STATED PROBLEM ▸
Please repeat word for word the part of the passage on Galicia's climate between "Climatologists classify the" and "wider seasonal swings.", inclusive.

PASSAGE GIVEN ▸
□ □ □ □ □ □ □

Climatologists classify the bulk of the region as warm-summer Mediterranean (Köppen Csb), but the air feels oceanic: cool summers, mild wet winters, and rainfall through every season. The contrast with the Castilian plateau on the other side of the mountains is sharp; the same isobaric system that brings dry sun to Madrid is shedding low-cloud drizzle on the Galician coast. The micro-difference between coast and interior matters more than for most regions: the inland valleys swing harder seasonally than the coast does.
Coastal summer maximums sit around 25 °C in Vigo and 22.8 °C in A Coruña, with sea-breeze afternoons and reliably cool evenings. Winter coastal lows sit at around 8 °C and freezing nights are rare. The annual mean for coastal Pontevedra is about 14.8 °C; inland Ourense, in the deep Miño valley, sits at about 14.9 °C but with much wider seasonal swings.
Inland Galicia is the harder climate. Summer maximums in Ourense and the Ribeira Sacra valleys cross 35 °C in heatwaves; winters drop below freezing at night, occasional snow lies in the eastern mountains, and the upland Serra dos Ancares and Manzaneda get a real ski season in good years. Spring inland sees daytime maximums of around 16 °C with night-time lows around 9 °C, while inland summer days average about 22 °C with nights of 14 °C; winter daytime maximums sit around 13 °C and night-time minimums around 7 °C.
The signature local meteorology is orballo, the persistent fine drizzle that the rain gauge barely registers but that soaks anything left out for half an hour. Galician has a rich vocabulary for it (orballo, babuxa, chuvasco) and you’ll hear it used through October and November.

□ □ □ □ □ □ □

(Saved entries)
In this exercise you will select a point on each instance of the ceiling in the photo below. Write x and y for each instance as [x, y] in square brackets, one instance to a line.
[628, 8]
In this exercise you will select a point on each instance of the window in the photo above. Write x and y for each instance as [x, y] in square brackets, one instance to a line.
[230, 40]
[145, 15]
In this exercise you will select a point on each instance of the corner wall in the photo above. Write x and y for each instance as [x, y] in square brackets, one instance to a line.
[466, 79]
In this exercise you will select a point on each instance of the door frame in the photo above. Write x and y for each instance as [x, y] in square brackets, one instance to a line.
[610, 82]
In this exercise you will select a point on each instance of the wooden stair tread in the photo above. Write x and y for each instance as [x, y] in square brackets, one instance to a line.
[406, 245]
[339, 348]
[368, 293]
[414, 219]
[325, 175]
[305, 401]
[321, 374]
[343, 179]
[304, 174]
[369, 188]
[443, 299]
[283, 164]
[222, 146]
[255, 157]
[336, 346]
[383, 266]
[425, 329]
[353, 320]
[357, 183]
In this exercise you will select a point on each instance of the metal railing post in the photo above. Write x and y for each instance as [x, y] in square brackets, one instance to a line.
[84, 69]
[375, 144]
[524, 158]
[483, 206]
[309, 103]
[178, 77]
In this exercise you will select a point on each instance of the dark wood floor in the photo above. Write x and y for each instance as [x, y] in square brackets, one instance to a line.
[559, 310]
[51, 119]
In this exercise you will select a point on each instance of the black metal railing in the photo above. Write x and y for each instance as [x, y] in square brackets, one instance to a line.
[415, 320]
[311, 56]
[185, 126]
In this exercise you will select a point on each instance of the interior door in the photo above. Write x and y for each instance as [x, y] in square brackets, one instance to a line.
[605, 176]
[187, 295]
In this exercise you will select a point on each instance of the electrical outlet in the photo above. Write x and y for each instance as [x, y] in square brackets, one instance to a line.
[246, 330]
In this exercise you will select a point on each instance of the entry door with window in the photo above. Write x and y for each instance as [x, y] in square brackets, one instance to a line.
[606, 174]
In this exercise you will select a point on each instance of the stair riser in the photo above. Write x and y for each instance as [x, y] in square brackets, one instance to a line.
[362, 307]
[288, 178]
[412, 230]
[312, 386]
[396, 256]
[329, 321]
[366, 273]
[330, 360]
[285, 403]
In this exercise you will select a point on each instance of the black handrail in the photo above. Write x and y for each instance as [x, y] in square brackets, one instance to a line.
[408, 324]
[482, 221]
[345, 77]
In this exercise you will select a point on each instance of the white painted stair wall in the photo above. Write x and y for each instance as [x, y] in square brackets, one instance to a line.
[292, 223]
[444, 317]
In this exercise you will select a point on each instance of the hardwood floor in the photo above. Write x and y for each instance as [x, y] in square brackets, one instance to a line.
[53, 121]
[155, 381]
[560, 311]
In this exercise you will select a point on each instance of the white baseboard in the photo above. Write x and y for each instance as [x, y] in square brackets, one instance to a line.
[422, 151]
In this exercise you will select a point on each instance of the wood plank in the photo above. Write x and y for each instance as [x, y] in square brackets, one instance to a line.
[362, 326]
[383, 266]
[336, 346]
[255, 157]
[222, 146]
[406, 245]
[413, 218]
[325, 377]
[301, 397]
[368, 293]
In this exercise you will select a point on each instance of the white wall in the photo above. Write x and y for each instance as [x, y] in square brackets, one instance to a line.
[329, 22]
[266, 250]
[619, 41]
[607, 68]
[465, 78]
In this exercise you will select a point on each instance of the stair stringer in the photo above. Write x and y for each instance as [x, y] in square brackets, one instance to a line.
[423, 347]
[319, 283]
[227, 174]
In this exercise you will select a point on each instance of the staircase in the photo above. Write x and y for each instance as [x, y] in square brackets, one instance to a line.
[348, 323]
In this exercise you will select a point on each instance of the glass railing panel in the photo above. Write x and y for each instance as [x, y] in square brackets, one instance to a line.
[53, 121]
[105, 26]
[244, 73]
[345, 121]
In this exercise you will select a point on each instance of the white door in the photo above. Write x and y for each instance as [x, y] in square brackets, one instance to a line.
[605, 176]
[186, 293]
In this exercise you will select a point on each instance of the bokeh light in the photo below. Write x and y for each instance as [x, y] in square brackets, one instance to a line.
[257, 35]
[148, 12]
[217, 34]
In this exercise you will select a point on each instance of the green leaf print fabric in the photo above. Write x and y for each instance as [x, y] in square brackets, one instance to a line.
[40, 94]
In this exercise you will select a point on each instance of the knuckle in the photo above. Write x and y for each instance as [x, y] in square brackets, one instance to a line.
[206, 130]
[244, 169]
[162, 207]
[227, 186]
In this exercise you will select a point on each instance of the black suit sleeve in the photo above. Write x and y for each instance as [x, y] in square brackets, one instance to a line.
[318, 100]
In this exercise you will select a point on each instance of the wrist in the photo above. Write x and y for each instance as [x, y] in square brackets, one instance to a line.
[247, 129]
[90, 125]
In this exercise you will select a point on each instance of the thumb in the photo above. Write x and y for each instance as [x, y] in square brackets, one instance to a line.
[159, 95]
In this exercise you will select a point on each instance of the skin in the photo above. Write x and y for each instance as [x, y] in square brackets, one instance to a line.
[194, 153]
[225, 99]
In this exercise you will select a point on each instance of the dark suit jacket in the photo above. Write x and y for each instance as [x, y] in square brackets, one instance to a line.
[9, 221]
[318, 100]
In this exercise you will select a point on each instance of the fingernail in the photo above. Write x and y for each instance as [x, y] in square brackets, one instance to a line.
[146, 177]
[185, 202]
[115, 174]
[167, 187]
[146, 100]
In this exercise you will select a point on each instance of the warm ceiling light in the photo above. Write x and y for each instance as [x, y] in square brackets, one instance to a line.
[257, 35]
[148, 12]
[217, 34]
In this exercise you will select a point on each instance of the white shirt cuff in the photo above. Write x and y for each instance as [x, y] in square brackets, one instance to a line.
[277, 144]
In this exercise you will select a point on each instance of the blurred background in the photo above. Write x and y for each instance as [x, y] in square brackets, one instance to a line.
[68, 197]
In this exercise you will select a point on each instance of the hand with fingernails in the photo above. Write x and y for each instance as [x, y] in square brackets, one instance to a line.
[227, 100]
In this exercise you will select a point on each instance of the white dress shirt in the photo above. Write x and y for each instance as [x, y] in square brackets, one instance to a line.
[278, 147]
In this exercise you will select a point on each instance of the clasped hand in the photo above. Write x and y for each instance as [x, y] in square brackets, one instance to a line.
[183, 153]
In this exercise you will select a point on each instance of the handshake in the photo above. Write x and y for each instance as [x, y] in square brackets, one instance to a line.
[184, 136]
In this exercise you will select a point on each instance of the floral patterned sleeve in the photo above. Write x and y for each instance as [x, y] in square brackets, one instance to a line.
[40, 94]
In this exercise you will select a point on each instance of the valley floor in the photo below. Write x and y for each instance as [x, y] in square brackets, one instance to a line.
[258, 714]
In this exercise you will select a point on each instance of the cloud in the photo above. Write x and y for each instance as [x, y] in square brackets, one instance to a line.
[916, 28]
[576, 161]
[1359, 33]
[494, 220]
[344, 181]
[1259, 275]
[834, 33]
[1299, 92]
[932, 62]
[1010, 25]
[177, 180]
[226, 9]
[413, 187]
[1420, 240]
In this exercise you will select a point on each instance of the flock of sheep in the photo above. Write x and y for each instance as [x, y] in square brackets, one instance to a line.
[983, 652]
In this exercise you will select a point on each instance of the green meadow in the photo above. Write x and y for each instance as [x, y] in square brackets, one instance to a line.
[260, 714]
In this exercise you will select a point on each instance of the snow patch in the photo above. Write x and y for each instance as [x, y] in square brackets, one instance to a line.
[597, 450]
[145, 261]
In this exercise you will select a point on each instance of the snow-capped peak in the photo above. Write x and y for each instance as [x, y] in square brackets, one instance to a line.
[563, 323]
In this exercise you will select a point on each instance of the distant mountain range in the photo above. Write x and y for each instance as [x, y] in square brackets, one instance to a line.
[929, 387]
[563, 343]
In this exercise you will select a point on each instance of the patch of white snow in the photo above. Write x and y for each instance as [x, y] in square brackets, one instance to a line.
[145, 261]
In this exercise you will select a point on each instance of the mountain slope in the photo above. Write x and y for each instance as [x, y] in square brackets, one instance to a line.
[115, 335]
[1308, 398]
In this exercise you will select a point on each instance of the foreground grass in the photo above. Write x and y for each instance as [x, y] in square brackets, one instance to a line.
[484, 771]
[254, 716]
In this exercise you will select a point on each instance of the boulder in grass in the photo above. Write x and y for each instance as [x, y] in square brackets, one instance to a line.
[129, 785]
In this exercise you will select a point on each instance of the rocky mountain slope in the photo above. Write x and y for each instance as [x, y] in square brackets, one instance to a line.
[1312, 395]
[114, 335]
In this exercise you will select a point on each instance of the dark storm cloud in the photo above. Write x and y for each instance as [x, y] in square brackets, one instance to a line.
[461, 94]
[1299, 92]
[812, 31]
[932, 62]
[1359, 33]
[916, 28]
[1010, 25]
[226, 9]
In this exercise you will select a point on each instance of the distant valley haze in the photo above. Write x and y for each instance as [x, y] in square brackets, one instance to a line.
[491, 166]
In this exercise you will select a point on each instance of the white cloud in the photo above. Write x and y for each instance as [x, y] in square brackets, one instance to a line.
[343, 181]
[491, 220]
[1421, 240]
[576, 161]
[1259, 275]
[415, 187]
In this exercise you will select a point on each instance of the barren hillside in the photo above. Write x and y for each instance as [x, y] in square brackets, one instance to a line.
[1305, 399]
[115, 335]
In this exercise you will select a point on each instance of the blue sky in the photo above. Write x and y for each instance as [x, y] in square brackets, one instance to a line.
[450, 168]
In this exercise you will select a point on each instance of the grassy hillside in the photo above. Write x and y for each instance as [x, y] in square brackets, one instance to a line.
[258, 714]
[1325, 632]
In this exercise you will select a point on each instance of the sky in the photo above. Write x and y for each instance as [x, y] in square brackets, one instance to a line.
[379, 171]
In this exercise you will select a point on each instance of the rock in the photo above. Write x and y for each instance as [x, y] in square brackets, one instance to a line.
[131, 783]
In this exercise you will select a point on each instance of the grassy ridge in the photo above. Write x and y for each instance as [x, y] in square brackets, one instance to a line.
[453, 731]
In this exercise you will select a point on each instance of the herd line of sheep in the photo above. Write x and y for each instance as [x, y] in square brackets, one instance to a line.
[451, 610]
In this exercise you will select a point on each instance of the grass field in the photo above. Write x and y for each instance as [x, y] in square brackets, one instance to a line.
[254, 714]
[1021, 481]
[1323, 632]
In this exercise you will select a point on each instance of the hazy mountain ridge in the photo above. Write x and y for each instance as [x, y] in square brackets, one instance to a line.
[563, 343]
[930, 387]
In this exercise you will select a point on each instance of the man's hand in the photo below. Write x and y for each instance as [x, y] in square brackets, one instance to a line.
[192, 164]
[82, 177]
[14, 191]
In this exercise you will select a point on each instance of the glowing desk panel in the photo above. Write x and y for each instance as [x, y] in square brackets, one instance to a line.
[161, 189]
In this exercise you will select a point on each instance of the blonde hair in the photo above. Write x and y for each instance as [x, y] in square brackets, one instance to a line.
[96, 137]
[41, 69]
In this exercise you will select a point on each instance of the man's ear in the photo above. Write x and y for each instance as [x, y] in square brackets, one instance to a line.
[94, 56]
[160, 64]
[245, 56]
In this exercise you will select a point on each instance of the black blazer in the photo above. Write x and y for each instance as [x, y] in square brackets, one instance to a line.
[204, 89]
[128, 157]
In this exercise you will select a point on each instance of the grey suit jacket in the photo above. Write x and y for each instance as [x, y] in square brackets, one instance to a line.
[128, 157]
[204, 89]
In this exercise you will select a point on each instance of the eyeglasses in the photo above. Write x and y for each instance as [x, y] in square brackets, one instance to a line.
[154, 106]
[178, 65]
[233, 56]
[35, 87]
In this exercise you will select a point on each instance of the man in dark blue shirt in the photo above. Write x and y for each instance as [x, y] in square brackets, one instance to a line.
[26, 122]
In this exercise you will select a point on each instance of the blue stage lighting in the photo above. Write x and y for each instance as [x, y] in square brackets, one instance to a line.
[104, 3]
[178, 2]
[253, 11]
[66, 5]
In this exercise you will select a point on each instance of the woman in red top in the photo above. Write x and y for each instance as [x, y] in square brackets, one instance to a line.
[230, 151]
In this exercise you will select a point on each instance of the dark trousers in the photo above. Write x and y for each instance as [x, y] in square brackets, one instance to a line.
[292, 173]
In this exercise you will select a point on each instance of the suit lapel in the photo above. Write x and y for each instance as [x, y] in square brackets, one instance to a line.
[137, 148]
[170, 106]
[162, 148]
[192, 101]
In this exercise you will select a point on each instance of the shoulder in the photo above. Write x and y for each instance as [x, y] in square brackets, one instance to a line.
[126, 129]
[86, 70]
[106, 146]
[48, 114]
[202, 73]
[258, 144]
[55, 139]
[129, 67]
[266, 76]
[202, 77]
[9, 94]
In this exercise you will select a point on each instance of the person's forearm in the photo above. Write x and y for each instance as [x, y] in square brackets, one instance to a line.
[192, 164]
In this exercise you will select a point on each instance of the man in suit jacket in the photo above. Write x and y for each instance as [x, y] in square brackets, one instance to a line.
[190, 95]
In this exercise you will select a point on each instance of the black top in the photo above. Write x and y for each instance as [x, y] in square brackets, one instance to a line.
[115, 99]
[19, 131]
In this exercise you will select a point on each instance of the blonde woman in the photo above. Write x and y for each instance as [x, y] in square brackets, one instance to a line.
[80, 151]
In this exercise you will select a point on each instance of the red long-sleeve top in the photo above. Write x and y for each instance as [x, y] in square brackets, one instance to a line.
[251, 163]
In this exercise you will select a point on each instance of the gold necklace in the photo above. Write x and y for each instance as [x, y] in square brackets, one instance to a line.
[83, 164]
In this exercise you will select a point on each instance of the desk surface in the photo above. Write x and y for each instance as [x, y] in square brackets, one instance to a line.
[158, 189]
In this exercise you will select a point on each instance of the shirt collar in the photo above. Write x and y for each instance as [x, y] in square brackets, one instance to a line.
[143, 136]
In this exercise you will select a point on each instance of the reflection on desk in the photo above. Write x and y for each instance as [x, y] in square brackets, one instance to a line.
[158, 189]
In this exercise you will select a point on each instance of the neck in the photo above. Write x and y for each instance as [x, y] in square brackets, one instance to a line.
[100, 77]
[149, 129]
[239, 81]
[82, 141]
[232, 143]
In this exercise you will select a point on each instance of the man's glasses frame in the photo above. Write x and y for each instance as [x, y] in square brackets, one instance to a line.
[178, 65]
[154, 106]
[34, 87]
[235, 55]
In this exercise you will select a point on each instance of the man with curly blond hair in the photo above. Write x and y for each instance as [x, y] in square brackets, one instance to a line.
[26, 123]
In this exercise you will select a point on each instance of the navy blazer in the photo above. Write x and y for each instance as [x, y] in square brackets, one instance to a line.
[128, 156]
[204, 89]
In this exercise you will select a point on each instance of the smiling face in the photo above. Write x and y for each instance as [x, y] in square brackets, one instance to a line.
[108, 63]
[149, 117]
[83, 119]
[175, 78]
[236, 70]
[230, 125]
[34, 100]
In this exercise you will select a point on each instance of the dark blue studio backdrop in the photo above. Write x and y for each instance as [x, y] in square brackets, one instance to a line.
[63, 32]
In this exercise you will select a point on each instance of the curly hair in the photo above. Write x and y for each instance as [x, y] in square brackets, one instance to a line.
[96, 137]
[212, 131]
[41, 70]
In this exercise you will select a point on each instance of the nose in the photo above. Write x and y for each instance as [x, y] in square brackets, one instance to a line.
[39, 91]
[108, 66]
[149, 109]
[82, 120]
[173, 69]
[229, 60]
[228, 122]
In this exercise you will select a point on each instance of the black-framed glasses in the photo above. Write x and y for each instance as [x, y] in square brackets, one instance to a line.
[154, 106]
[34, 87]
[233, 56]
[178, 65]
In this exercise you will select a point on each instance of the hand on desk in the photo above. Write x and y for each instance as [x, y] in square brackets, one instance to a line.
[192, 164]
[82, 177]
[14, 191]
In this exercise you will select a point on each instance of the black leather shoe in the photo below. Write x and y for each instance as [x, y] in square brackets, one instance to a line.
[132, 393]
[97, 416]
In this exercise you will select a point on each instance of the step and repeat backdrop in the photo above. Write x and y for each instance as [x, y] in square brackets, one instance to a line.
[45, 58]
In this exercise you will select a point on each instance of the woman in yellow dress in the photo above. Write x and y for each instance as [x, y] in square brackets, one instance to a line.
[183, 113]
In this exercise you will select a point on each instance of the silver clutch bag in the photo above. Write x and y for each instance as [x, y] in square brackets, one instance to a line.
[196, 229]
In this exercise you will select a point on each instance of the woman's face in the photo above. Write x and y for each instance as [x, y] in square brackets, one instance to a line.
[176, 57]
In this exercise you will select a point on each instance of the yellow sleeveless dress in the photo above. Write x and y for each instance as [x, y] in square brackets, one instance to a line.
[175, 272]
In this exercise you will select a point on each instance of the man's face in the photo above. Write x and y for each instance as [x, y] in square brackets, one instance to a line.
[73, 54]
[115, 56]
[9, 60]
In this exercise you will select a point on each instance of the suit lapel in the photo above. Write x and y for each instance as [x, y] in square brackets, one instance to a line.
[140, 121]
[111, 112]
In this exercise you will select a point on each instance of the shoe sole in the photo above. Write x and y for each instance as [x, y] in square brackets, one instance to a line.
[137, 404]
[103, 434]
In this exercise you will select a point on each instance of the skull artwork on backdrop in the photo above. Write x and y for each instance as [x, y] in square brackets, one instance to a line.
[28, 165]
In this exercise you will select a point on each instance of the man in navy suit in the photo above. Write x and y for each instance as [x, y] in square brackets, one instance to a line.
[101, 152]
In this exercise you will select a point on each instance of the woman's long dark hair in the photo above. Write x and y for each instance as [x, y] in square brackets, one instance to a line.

□ □ □ □ □ □ □

WRITTEN RESPONSE ▸
Climatologists classify the bulk of the region as warm-summer Mediterranean (Köppen Csb), but the air feels oceanic: cool summers, mild wet winters, and rainfall through every season. The contrast with the Castilian plateau on the other side of the mountains is sharp; the same isobaric system that brings dry sun to Madrid is shedding low-cloud drizzle on the Galician coast. The micro-difference between coast and interior matters more than for most regions: the inland valleys swing harder seasonally than the coast does.
Coastal summer maximums sit around 25 °C in Vigo and 22.8 °C in A Coruña, with sea-breeze afternoons and reliably cool evenings. Winter coastal lows sit at around 8 °C and freezing nights are rare. The annual mean for coastal Pontevedra is about 14.8 °C; inland Ourense, in the deep Miño valley, sits at about 14.9 °C but with much wider seasonal swings.